[Dataset entries]

════════

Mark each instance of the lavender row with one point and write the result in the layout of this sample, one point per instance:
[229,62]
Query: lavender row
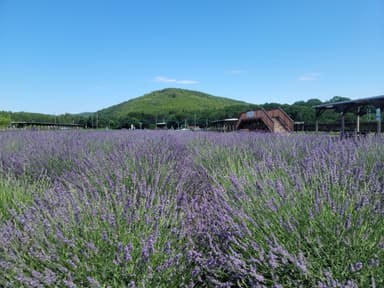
[161,209]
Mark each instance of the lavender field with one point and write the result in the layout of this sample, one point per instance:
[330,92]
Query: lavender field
[184,209]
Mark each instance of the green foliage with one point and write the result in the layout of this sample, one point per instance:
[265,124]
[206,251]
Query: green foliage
[4,121]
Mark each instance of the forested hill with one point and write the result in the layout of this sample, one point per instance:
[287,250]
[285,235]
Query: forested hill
[175,107]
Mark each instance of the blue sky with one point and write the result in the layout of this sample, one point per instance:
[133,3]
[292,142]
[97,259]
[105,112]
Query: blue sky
[73,56]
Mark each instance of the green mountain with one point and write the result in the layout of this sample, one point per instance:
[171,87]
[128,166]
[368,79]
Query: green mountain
[172,105]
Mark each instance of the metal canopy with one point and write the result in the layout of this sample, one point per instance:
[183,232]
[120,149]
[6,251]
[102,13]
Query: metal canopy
[355,106]
[349,106]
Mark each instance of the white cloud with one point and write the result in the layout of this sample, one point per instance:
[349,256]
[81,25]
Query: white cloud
[161,79]
[237,71]
[309,76]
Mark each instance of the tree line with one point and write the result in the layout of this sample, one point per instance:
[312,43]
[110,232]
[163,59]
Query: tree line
[300,111]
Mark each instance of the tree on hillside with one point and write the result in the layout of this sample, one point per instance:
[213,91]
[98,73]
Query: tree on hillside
[4,121]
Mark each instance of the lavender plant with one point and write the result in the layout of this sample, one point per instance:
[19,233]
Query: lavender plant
[168,209]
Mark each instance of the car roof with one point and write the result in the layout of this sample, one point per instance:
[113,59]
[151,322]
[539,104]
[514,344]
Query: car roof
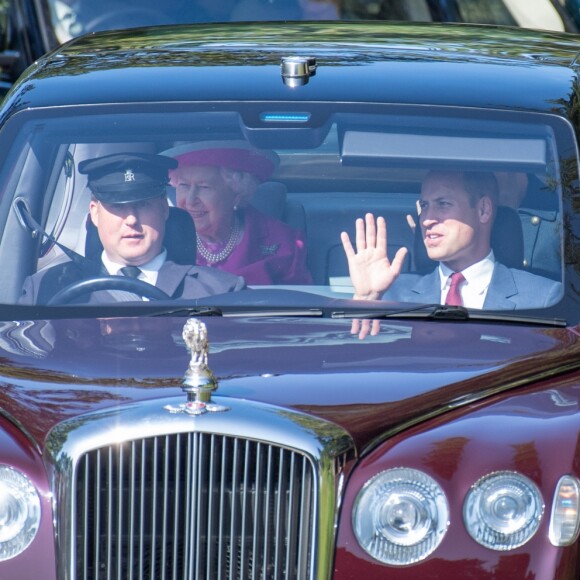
[453,65]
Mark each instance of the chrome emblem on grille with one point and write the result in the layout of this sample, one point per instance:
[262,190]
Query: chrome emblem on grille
[198,381]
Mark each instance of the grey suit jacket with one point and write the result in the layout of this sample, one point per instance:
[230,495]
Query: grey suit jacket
[178,281]
[509,289]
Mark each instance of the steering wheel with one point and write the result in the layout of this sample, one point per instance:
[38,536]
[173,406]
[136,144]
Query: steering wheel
[76,289]
[126,18]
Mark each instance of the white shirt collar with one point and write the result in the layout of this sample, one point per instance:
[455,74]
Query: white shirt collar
[149,271]
[477,281]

════════

- _Work task_:
The answer must consist of the entries above, reproduced word for word, without any pictures.

- _Task answer_:
Mark each instance of the lavender row with one point and write the result in the layout of this sample, one point per instance:
[229,62]
Query: lavender row
[161,209]
Mark each instance of the lavender field with one point and write the result in the layout of this sample, one point per instance:
[330,92]
Query: lavender field
[184,209]
Mark each instance of the green foliage with one point and write the result in the layout of this sample, one point per instance:
[265,124]
[206,251]
Query: green foliage
[4,121]
Mark each instance of the forested hill with one point and write the result in the layout of this sample, one point per instance:
[287,250]
[285,235]
Query: forested hill
[175,107]
Mark each instance of the blue sky with one point and write the result in the layout of this sample, one point per instance:
[133,3]
[292,142]
[97,259]
[105,112]
Query: blue sky
[73,56]
Mark each instance of the green mountain with one point and write the result in the layout of this sample, one point per instance:
[171,87]
[128,166]
[368,79]
Query: green mountain
[172,105]
Mark each instance of the metal canopy with one point and write the result in the layout of this sample, one point per instance:
[183,232]
[120,149]
[6,251]
[102,13]
Query: metal canopy
[355,106]
[349,106]
Mark each instance of the white cloud with one point and write the result in the layout of this sample, one point per instance:
[349,256]
[81,25]
Query: white cloud
[161,79]
[237,71]
[309,76]
Mark each instance of the tree line with one point and write the result in the layout of this sample, one point per instance:
[312,43]
[110,232]
[163,59]
Query: tree line
[300,111]
Mark each instance of the tree on hillside with one point and write the result in the layout of this sample, one point per instance:
[213,91]
[98,73]
Query: tree on hillside
[4,121]
Mark each instance of the lavender plant with one point and write the result in the layout of this sample, one point per instance:
[19,233]
Query: lavender plant
[168,209]
Mark each instance of the car roof with one point and write the result in the layout of this sample, one point per instance:
[113,59]
[151,322]
[539,104]
[514,344]
Query: car roof
[453,65]
Mark each instance of the chrome emblem on grille with one point and write the result in the layout of this sample, one point per instance:
[262,190]
Query: chrome emblem on grille
[198,381]
Mark each instance of the grey suit jacket with one point and write the result in the layout of this sample, one point per instance:
[230,495]
Query: grey suit jacket
[178,281]
[509,289]
Mark each instance of the steering wheel with one point and write the result in the layout of this sample, one point per instance:
[38,536]
[173,406]
[136,144]
Query: steering wheel
[76,289]
[126,18]
Mark each instance of the white shirt collar with one point and write the result in the layout of this sample, one point per instance:
[455,74]
Query: white shirt collar
[149,271]
[477,281]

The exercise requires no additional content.